▶ [WORK INSTRUCTION 1]: Decide whether each statement agrees with the text on building RAG chatbots: (a) fixed-size chunking keeps semantic units together; (b) keyword search (BM25) is better than semantic search for exact matches; (c) in retrieval, the user's question is also embedded. Answer yes or no for each, quoting the deciding words of the text.
▶ [WORK INSTRUCTION 2]: Write the next part of the text on building RAG chatbots, starting after its last sentence.

▶ [EXCERPTED TEXT]:
Building RAG Chatbots

Large Language Models (LLMs) are powerful but limited to their training data. They hallucinate when asked about recent events or private documents. Retrieval-Augmented Generation (RAG) solves this by grounding the LLM with external context.

The RAG Architecture

Ingestion: Documents are split into chunks and embedded into vectors using an embedding model (e.g., OpenAI text-embedding-3, HuggingFace models).
Storage: Vectors are stored in a Vector Database (e.g., Pinecone, Milvus, Chroma).
Retrieval: When a user asks a question, it is also embedded. The database finds the most similar chunks (semantic search).
Generation: The retrieved chunks are passed to the LLM as "context" along with the user's query.

Chunking Strategies

How you split your text matters.

Fixed-size chunking: Splitting by character count (e.g., 500 chars). Simple but breaks context.
Recursive chunking: Splitting by separators (paragraphs, newlines) to keep semantic units together.
Semantic chunking: Using an embedding model to detect topic shifts and chunk accordingly.

Advanced Retrieval Techniques

Hybrid Search

Semantic search (vectors) is great for concepts, but Keyword search (BM25) is better for exact matches (e.g., part numbers, names). Hybrid Search combines both scores to get the best of both worlds.

▶ [DATA FOR REVIEW]:

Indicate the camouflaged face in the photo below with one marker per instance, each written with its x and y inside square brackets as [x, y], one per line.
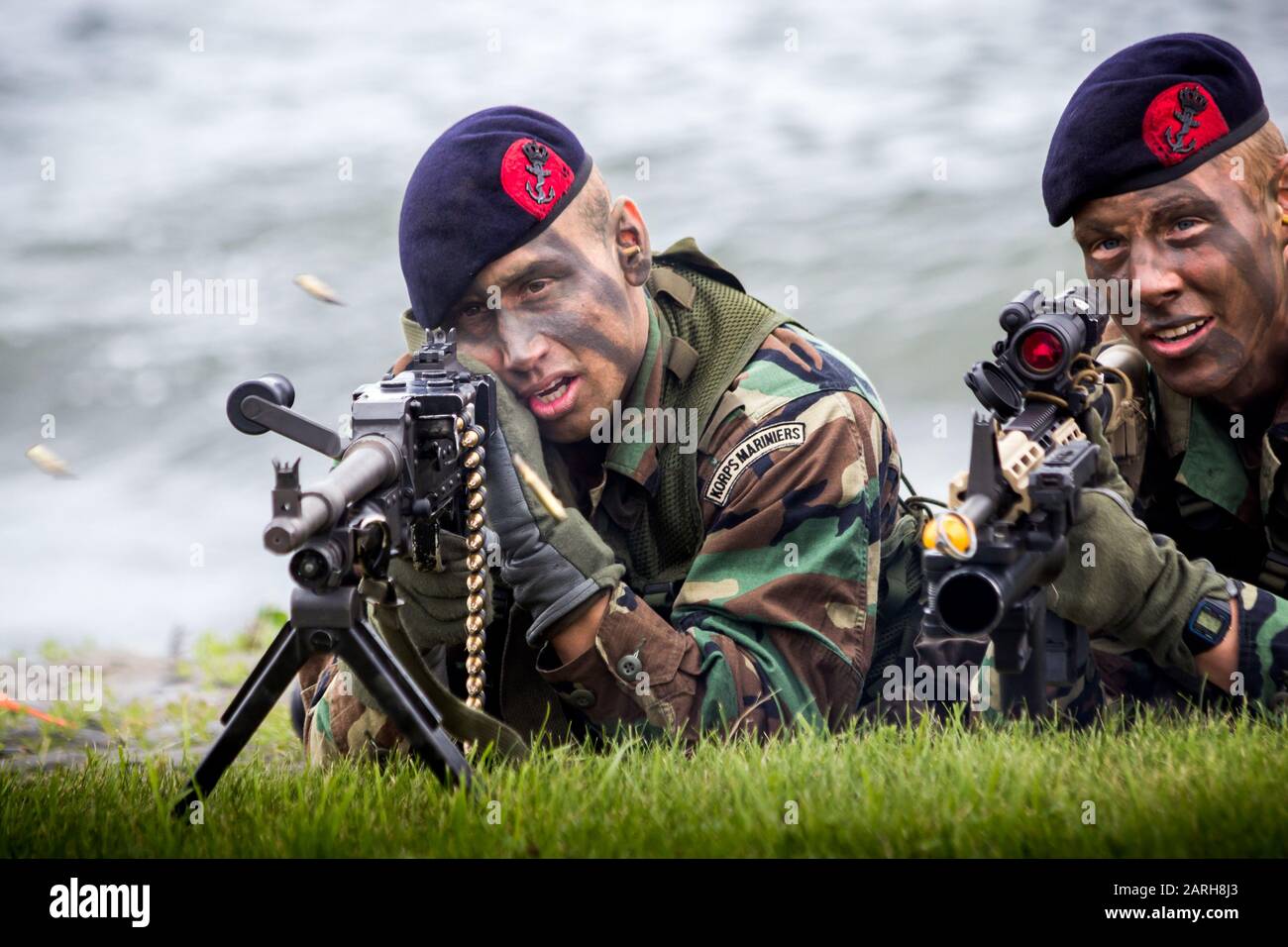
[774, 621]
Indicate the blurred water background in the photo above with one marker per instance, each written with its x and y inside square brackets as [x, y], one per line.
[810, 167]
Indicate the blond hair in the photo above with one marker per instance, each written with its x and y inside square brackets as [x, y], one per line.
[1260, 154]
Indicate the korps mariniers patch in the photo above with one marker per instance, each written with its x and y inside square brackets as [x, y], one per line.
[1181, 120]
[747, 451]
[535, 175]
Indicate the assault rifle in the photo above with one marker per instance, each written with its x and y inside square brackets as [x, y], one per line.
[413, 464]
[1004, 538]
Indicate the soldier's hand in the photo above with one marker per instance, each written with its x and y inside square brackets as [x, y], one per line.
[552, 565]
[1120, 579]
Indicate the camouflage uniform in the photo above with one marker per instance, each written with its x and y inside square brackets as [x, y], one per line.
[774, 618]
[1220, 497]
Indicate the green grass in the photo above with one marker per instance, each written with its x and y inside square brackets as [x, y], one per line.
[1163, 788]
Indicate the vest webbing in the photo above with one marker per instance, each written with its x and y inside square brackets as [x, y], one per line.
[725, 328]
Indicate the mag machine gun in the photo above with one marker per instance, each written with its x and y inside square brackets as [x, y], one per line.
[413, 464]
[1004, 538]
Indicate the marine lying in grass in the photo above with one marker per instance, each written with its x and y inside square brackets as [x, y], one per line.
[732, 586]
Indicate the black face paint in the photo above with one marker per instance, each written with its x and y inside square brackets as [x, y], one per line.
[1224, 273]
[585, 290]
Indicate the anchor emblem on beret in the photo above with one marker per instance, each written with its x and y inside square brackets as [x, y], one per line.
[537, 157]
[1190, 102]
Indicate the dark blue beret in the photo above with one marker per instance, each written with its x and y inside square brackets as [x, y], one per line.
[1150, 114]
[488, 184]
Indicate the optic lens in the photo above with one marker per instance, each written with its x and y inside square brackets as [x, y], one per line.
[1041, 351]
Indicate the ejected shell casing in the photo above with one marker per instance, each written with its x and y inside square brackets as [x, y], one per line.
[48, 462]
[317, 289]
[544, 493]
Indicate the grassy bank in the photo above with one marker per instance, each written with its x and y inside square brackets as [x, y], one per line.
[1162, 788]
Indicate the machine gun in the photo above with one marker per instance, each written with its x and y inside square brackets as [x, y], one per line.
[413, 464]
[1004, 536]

▶ [TASK RESULT 1]:
(a) No: "Fixed-size chunking: Splitting by character count (e.g., 500 chars). Simple but breaks context."
(b) Yes: "Keyword search (BM25) is better for exact matches (e.g., part numbers, names)."
(c) Yes: "When a user asks a question, it is also embedded."

▶ [TASK RESULT 2]:
Re-ranking

Vector search is fast but approximate. A Cross-Encoder (Re-ranker) is a slower but more accurate model that takes the query and the retrieved document pairs and outputs a relevance score. We use it to re-order the top 10-20 results from the vector search before sending the top 3-5 to the LLM.

Code Snippet: Simple RAG Flow

from langchain.chains import RetrievalQA
from langchain.llms import OpenAI
from langchain.vectorstores import Chroma
from langchain.embeddings import OpenAIEmbeddings

# Initialize components
embeddings = OpenAIEmbeddings()
db = Chroma(persist_directory="./chroma_db", embedding_function=embeddings)
llm = OpenAI(temperature=0)

# Create chain
qa = RetrievalQA.from_chain_type(llm=llm, chain_type="stuff", retriever=db.as_retriever())

# Ask question
query = "What does the company policy say about remote work?"
print(qa.run(query))

Conclusion

RAG is the standard pattern for enterprise LLM applications. It provides accuracy, explainability (citations), and data privacy.